PATH  Documentation > Mac OS X > Foundation Reference: Java



Table of Contents

NSCharacterSet


Inherits from:
NSObject
Package:
com.apple.yellow.foundation


Class Description


An NSCharacterSet object represents a set of Unicode characters. String and NSScanner objects use NSCharacterSets to group characters together for searching operations, so that they can find any of a particular set of characters during a search. The cluster's two public classes, NSCharacterSet and NSMutableCharacterSet, declare the programmatic interface for static and dynamic character sets, respectively.

The objects you create using these classes are referred to as character set objects (and when no confusion will result, merely as character sets). Because of the nature of class clusters, character set objects aren't actual instances of the NSCharacterSet or NSMutableCharacterSet classes but of one of their private subclasses. Although a character set object's class is private, its interface is public, as declared by these abstract superclasses, NSCharacterSet and NSMutableCharacterSet.

The NSCharacterSet class declares the programmatic interface for an object that manages a set of Unicode characters (see the NSStringReference class cluster specification for information on Unicode). NSCharacterSet's principal primitive method, characterIsMember, provides the basis for all other instance methods in its interface. A subclass of NSCharacterSet needs only to implement this method for proper behavior. For optimal performance, a subclass should also override bitmapRepresentation which otherwise works by invoking characterIsMember for every possible Unicode value.


Building a Character Set


NSCharacterSet defines class methods that return commonly used character sets, such as letters (uppercase or lowercase), decimal digits, whitespace, and so on. These "standard" character sets are always immutable, even if created by sending a message to NSMutableCharacterSet. See "Standard Character Sets and Unicode Definitions" below for more information on standard character sets.

You can use a standard character set as a starting point for building a custom set by making a mutable copy of it and changing that. (You can also start from scratch by creating a mutable character set and adding characters to it.)

For performance reasons (explained in "Using a Character Set" ), always finish by converting the working mutable character set into an immutable set. If you need to keep changing the character set after you've created it, of course, you should just use the mutable set.

If your application frequently uses a custom character set, you'll want to save its definition in a resource file and load that instead of explicitly adding individual characters each time you need to create the set. You can save a character set by getting its bitmap representation (an NSData object) and saving that object to a file.

Character set filenames by convention use the extension .bitmap. If you intend for others to use your character set files, you should follow this convention. To read a character set file with a .bitmap extension, simply use the characterSetWithContentsOfFile method.

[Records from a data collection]
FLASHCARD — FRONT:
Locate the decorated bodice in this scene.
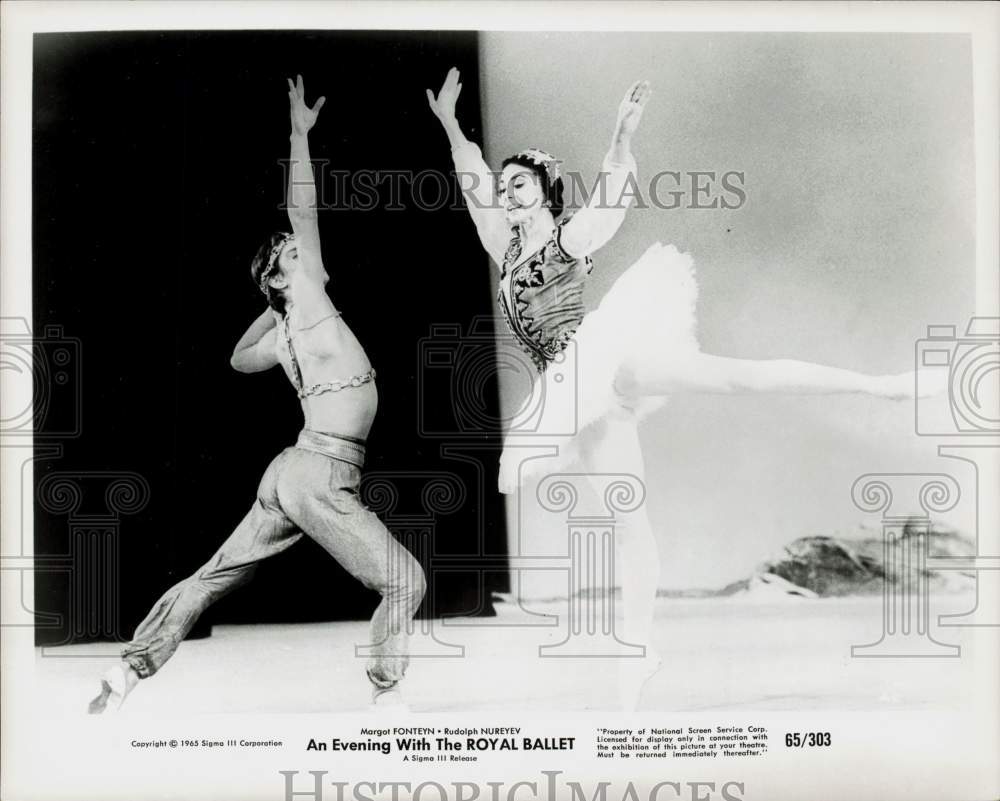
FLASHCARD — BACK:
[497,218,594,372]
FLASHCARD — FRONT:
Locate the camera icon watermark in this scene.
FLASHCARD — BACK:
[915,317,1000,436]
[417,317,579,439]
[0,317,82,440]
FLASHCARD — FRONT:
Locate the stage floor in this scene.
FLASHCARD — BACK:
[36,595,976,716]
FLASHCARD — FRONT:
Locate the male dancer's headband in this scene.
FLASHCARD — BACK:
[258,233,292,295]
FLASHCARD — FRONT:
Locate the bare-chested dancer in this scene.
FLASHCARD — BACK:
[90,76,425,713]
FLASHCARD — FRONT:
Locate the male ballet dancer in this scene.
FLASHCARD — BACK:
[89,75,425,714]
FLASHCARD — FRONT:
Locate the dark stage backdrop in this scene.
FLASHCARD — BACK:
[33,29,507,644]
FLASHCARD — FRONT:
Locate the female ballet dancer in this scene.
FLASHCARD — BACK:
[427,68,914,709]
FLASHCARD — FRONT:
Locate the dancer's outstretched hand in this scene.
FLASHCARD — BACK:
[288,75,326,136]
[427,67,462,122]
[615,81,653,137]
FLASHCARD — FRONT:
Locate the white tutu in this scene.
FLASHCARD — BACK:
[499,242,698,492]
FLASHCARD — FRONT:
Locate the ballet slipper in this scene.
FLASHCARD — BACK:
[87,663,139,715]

* **Tasks to carry out**:
1 - Translate this sentence from the NSCharacterSet reference page into Spanish: "Character set filenames by convention use the extension .bitmap."
2 - Write out all the records again with "scene" replaced by "photo" and everything else unchanged, leaving out the pictures.

* **Expected outputs**:
1 - Por convención, los nombres de archivo de los conjuntos de caracteres usan la extensión .bitmap.

2 -
FLASHCARD — FRONT:
Locate the decorated bodice in this photo.
FLASHCARD — BACK:
[497,218,594,372]
FLASHCARD — FRONT:
Locate the camera icon watermark in this photo.
FLASHCARD — BACK:
[915,317,1000,436]
[417,317,579,439]
[0,317,82,440]
FLASHCARD — FRONT:
Locate the stage floor in this photo.
FLASHCARD — BACK:
[36,595,976,716]
FLASHCARD — FRONT:
Locate the male dancer's headband in this photo.
FLASHCARD — BACK:
[258,233,292,295]
FLASHCARD — FRONT:
Locate the bare-chested dancer in this photo.
FLASHCARD — BACK:
[90,76,425,713]
FLASHCARD — FRONT:
Locate the male ballet dancer in this photo.
FLASHCARD — BACK:
[89,75,425,714]
FLASHCARD — FRONT:
Locate the dark stage backdrop in this photo.
FLASHCARD — BACK:
[33,29,507,644]
FLASHCARD — FRONT:
Locate the female ballet dancer in this photo.
FLASHCARD — BACK:
[427,68,914,709]
FLASHCARD — FRONT:
Locate the dancer's outstretched hand in this photo.
FLASHCARD — BACK:
[288,75,326,136]
[427,67,462,122]
[615,81,653,137]
FLASHCARD — FRONT:
Locate the white tutu in this photo.
FLASHCARD — BACK:
[499,242,698,492]
FLASHCARD — FRONT:
Locate the ballet slipper in this photo.
FLASHCARD — BACK:
[87,663,139,715]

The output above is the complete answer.